[START OF EXCERPT]

This item is part of the Predictions & Trends - Special Issue - 01/2020, click here for more

“It’s tough to make predictions, especially about the future” are the famous words from Lawrence Peter Berra, better known under the moniker Yogi. While Yogi’s words tend to see-saw between oxymoronic and blaring glimpses of the obvious, there is a deeper truth in this statement. In order to come up with qualitative predictions or quantitative forecasts, we start with the facts as we know them today. We then attempt to detect patterns in them, and logically follow those patterns into the future to see where they lead. Over the last three centuries, mathematicians have used many different theories to develop forecasting techniques, all of which follow logical trains of thought – however flawed they may be.

[END OF EXCERPT]
[START OF DATASET EXTRACT]

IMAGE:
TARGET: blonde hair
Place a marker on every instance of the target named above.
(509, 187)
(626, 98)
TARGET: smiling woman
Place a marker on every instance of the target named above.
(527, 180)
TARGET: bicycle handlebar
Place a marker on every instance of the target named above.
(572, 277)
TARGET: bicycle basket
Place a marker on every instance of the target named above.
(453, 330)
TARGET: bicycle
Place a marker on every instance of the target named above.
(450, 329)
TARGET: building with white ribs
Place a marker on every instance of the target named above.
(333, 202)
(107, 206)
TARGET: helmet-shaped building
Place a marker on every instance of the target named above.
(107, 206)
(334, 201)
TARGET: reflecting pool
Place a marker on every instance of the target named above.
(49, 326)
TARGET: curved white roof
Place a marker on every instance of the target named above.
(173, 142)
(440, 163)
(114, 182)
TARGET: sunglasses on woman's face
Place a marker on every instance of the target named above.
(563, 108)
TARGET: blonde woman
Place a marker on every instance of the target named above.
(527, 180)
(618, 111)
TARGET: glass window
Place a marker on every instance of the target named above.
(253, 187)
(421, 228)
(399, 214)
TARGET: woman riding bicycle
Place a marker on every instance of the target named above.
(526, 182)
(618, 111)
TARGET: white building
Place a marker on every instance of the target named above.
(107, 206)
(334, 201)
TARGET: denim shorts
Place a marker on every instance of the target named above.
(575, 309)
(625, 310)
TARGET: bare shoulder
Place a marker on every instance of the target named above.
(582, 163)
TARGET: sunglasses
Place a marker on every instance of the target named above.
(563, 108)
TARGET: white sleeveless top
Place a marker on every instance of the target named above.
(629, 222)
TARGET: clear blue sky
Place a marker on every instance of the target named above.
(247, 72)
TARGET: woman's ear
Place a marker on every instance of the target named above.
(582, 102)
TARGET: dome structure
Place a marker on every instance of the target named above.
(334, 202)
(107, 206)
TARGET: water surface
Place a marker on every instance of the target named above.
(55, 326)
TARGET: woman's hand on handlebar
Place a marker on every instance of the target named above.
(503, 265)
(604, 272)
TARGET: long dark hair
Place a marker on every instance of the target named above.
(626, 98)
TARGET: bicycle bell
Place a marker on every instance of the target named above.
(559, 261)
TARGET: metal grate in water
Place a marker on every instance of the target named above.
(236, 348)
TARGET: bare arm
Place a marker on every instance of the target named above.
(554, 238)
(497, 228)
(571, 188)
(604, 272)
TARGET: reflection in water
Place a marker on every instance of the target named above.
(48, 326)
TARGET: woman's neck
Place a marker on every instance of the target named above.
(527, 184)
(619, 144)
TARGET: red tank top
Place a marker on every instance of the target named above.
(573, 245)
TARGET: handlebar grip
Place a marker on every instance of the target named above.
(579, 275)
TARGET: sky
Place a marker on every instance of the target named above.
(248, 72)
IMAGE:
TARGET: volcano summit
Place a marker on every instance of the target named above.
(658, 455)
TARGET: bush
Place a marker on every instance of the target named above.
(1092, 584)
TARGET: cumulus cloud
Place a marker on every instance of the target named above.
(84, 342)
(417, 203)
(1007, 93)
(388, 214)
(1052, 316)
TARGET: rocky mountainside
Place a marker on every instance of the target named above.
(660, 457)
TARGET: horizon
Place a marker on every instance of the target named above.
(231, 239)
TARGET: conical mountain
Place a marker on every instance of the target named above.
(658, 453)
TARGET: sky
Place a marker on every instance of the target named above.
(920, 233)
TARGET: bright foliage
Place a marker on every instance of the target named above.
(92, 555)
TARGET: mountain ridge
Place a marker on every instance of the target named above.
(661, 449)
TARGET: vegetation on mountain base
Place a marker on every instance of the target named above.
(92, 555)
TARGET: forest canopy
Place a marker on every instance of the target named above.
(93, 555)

[END OF DATASET EXTRACT]

In the forecasting excerpt, condense the paragraph that opens with the quotation "It's tough to make predictions" into a short bulleted list that keeps its main facts. The listing was taken from a different source than the forecasting excerpt.

* [EXERCISE ANSWER]:
- "It's tough to make predictions, especially about the future" is a saying by Lawrence Peter Berra, known as Yogi.
- His sayings swing between oxymorons and statements of the obvious, but this one holds a deeper truth.
- Qualitative predictions and quantitative forecasts begin with today's known facts.
- Forecasters look for patterns in those facts and follow them logically into the future.
- Over three centuries, mathematicians have built forecasting techniques on many theories, all following logical, though possibly flawed, reasoning.